Supplied text:
-- Start --

The law’s definition covers anything meant to influence the outcome of an
election, referendum, vote or legislative process — which could include
campaigns by charities and civil society.
Small organizations that are “essential” to EU democracy will see their campaign
and fundraising options limited, said Eoin Dubsky, senior campaign manager for
advocacy group Eko.
The Commission only clarified this week that awareness or fundraising campaigns
by NGOs shouldn’t always be considered political ads.
Commission spokesperson Markus Lammert defended the law, underlining in a
comment for this article that it “does not ban political advertising.”
Lammert said Google and Meta are “private companies and their commercial
decisions on the services and products they choose to offer are theirs to make,”
but that the Commission is also aware of serious concerns from civil society
about the impact.
A group of civil society organizations have written open letters to Meta and
Google, calling for the companies to reconsider their decisions to block
political ads in the EU.

-- End --

Jobs:
[A] Rewrite the passage on the EU political advertising law, starting with "Small organizations that" and going on through "ads in the EU.", with "open letters" replaced by "public letters".
[B] In the passage on the EU political advertising law, what role does Eoin Dubsky hold?
The material that comes after this has no connection to the passage on the EU political advertising law.

[Dataset rows]
-- Start --

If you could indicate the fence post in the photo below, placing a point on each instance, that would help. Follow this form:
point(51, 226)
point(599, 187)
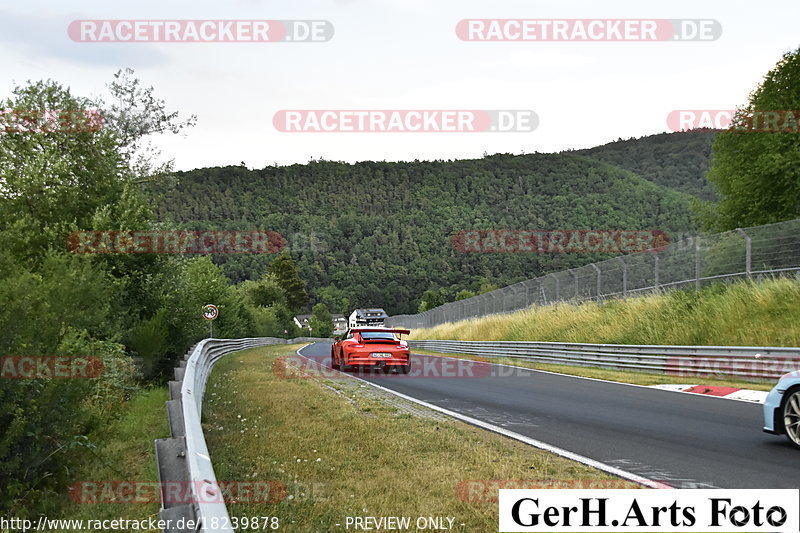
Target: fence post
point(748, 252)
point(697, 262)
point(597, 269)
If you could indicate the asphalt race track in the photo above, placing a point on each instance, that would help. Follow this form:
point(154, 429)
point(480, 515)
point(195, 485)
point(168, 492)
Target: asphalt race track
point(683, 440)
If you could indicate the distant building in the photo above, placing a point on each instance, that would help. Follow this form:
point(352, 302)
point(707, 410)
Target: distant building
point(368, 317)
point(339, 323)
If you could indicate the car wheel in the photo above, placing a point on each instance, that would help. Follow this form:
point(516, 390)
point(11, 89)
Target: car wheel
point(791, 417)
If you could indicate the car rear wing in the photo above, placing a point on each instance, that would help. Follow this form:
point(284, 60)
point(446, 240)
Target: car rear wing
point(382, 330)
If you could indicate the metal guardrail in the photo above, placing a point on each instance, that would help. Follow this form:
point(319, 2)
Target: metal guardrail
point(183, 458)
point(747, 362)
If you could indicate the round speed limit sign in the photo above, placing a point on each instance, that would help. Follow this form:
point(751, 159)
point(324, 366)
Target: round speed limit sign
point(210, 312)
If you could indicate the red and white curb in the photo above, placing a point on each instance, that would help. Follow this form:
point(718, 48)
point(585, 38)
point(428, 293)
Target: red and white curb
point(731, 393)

-- End --

Responses in order:
[A]
Small organizations that are “essential” to EU democracy will see their campaign
and fundraising options limited, said Eoin Dubsky, senior campaign manager for
advocacy group Eko.
The Commission only clarified this week that awareness or fundraising campaigns
by NGOs shouldn’t always be considered political ads.
Commission spokesperson Markus Lammert defended the law, underlining in a
comment for this article that it “does not ban political advertising.”
Lammert said Google and Meta are “private companies and their commercial
decisions on the services and products they choose to offer are theirs to make,”
but that the Commission is also aware of serious concerns from civil society
about the impact.
A group of civil society organizations have written public letters to Meta and
Google, calling for the companies to reconsider their decisions to block
political ads in the EU.

[B] He is senior campaign manager for the advocacy group Eko.